**Instruction:** Copy out the entire Snowden discussion page, from its heading to its last sentence, with no changes.

** start of Text extract **

Establishment renders harsh verdict o...

Establishment renders harsh verdict on Snowden

There are 94 comments on the Politico story from Jun 12, 2013, titled Establishment renders harsh verdict on Snowden. In it, Politico reports that:

He is the toast of the libertarian left and the libertarian right. But for most of the political establishment, across the ideological spectrum, it has taken only a few days to conclude that Edward Snowden is nothing less than a dangerous villain.

Join the discussion below, or Read more at Politico.

sinic

United States

#22 Jun 12, 2013
Kahoki wrote:
...
So let's get this right. The US Government through the NSA violated and broke the law of the land. The US Constitution. They violated the right to privacy and violated the right against illegal search and seizures ... And should Snowden go to jail, then should not the members of the government go to jail as well for their violation of the constitution? Since the constitution is the law of the land....?
As to the law of the land (what the Congress & Supreme Court say it is - your legal opinion is not binding), since the data itself is collected by private service providers who are only bound by Law and legal rulings witch means they must provide data on subpoena or a search warrant (see the 4th amendment), do we really expect that company data to be kept private? Is it OK for them to sell it to another company for whatever purpose the company chooses?

In a memo dated March 14, 2003, an official in the Bush administration stated "... our Office recently concluded that the Fourth Amendment had no application to domestic military operations". The administration believed that any search or surveillance conducted by the National Security Agency of US citizens communicating with foreign nationals abroad was immune to a Fourth Amendment challenge. To protect the telecommunication carriers cooperating with the US government from legal action, the Congress passed a bill updating the Foreign Intelligence Surveillance Act of 1978 to permit this type of surveillance.

Given the Supreme courts ruling: n Katz v. United States, 389 U.S. 347 (1967), the Supreme Court ruled that a search occurs when 1) a person expects privacy in the thing searched and 2) society believes that expectation is reasonable. Maybe those two criteria are what we should be talking about.

** end of Text extract **
** start of Extracted material **

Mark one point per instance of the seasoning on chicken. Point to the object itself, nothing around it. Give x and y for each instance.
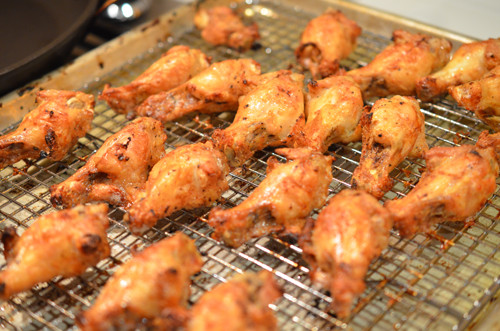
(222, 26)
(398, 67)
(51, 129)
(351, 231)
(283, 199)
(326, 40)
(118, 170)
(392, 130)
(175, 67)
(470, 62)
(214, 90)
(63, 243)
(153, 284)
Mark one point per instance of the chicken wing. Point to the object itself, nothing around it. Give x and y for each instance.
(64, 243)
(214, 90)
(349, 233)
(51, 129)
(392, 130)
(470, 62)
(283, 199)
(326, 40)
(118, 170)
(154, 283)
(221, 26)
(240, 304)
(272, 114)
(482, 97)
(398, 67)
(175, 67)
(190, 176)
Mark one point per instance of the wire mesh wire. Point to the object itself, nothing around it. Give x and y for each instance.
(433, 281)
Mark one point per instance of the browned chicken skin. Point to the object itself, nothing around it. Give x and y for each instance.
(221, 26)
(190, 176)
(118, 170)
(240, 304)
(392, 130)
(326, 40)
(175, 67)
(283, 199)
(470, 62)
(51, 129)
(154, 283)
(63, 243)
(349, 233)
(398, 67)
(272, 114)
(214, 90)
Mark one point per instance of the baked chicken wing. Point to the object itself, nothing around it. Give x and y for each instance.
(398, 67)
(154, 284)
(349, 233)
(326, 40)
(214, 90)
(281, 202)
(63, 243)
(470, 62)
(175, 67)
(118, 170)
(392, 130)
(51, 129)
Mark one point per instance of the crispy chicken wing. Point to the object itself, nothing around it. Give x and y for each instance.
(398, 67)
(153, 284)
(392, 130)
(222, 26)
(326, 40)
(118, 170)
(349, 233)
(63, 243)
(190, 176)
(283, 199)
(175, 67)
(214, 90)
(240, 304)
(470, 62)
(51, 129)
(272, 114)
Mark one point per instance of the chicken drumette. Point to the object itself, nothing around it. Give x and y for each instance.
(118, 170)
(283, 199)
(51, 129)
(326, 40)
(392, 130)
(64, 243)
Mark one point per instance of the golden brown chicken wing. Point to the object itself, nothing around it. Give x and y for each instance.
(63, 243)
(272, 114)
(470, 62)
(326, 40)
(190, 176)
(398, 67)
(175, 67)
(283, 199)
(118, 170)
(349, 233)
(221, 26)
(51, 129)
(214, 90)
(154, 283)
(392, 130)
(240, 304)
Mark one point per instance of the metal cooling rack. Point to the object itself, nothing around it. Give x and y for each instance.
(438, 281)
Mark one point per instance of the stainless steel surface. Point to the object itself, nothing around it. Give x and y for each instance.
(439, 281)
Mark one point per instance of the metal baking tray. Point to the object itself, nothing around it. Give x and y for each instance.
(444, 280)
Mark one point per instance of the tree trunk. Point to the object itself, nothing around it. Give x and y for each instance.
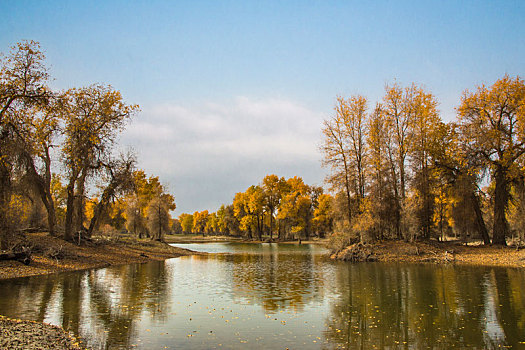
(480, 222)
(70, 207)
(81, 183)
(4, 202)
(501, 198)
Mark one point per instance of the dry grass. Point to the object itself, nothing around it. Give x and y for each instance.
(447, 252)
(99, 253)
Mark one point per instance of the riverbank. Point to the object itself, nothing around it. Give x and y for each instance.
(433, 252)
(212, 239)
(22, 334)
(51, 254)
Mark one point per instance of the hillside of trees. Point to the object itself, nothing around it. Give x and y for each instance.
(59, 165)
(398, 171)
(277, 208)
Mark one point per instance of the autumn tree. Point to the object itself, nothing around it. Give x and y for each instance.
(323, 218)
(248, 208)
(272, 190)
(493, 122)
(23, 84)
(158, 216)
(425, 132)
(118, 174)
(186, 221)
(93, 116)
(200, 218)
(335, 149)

** end of Extracted material **
** start of Extracted material **

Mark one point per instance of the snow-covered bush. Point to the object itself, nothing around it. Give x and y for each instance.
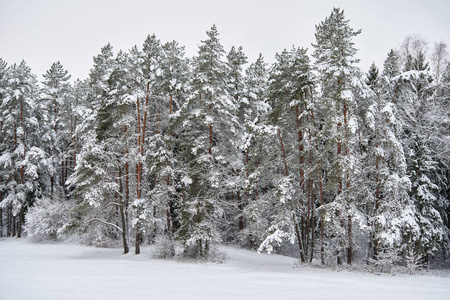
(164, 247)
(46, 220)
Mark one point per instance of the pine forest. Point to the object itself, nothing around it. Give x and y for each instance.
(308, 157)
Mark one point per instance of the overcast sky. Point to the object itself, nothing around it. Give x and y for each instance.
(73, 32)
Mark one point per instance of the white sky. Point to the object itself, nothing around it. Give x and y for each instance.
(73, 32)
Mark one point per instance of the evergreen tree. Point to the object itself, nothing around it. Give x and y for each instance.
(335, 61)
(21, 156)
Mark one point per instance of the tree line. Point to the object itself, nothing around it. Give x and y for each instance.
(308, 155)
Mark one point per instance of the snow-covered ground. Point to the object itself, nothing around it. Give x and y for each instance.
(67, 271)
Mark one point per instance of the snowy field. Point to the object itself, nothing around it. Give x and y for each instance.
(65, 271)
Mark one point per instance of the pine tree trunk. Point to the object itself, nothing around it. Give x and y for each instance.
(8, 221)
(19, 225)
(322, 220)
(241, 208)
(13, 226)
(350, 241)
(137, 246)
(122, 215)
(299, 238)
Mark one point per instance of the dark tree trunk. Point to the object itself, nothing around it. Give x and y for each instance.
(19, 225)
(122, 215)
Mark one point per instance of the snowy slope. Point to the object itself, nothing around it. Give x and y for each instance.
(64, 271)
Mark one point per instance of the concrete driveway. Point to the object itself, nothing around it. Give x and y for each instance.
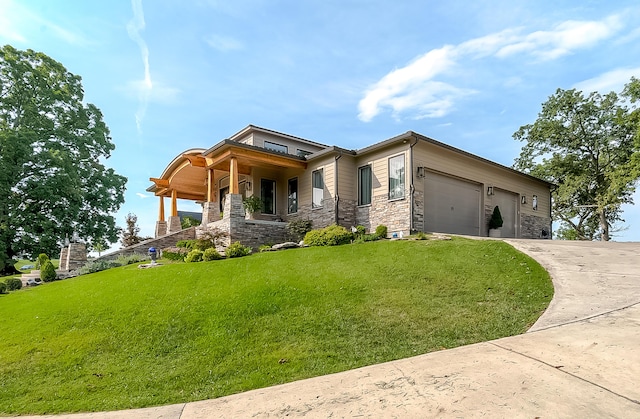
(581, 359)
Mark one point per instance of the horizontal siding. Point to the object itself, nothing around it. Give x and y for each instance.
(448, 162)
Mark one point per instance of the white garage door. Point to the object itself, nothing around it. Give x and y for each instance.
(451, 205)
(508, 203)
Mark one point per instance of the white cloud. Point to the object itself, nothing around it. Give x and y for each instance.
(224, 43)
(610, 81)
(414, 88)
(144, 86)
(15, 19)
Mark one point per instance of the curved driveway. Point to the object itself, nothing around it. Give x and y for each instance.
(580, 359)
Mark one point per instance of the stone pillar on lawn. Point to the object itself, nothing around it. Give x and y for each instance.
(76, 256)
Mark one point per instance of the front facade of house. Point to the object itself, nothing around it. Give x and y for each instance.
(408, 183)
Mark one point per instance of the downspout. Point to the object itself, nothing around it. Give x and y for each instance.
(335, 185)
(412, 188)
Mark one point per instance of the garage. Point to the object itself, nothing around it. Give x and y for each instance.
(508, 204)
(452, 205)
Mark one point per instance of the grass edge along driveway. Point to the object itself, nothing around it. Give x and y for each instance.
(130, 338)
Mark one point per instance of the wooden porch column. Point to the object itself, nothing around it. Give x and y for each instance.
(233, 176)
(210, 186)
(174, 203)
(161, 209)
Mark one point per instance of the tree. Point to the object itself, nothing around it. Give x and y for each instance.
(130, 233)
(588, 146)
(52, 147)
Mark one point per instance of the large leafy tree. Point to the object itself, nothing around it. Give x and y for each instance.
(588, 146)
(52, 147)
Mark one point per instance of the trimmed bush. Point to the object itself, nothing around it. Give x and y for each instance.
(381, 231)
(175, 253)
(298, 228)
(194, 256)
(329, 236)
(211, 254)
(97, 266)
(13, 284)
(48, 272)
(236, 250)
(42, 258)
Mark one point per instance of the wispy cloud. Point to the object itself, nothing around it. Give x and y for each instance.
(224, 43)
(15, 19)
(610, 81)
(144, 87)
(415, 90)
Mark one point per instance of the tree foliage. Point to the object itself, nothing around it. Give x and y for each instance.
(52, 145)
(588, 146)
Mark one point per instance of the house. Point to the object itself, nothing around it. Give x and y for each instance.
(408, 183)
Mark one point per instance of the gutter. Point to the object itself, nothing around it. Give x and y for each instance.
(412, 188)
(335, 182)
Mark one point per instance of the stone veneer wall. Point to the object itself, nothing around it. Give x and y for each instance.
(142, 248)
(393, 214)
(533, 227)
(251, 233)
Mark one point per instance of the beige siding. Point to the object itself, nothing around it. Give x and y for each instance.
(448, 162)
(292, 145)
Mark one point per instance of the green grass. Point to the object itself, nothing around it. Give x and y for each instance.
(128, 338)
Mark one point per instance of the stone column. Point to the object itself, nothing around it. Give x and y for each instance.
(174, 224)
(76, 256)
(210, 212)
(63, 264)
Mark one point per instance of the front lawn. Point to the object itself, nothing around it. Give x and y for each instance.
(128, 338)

** end of Extracted material **

**Solution to the problem:**
Establishment renders harsh verdict o...

Establishment renders harsh verdict on Snowden

There are 94 comments on the Politico story from Jun 12, 2013, titled Establishment renders harsh verdict on Snowden. In it, Politico reports that:

He is the toast of the libertarian left and the libertarian right. But for most of the political establishment, across the ideological spectrum, it has taken only a few days to conclude that Edward Snowden is nothing less than a dangerous villain.

Join the discussion below, or Read more at Politico.

sinic

United States

#22 Jun 12, 2013
Kahoki wrote:
...
So let's get this right. The US Government through the NSA violated and broke the law of the land. The US Constitution. They violated the right to privacy and violated the right against illegal search and seizures ... And should Snowden go to jail, then should not the members of the government go to jail as well for their violation of the constitution? Since the constitution is the law of the land....?
As to the law of the land (what the Congress & Supreme Court say it is - your legal opinion is not binding), since the data itself is collected by private service providers who are only bound by Law and legal rulings witch means they must provide data on subpoena or a search warrant (see the 4th amendment), do we really expect that company data to be kept private? Is it OK for them to sell it to another company for whatever purpose the company chooses?

In a memo dated March 14, 2003, an official in the Bush administration stated "... our Office recently concluded that the Fourth Amendment had no application to domestic military operations". The administration believed that any search or surveillance conducted by the National Security Agency of US citizens communicating with foreign nationals abroad was immune to a Fourth Amendment challenge. To protect the telecommunication carriers cooperating with the US government from legal action, the Congress passed a bill updating the Foreign Intelligence Surveillance Act of 1978 to permit this type of surveillance.

Given the Supreme courts ruling: n Katz v. United States, 389 U.S. 347 (1967), the Supreme Court ruled that a search occurs when 1) a person expects privacy in the thing searched and 2) society believes that expectation is reasonable. Maybe those two criteria are what we should be talking about.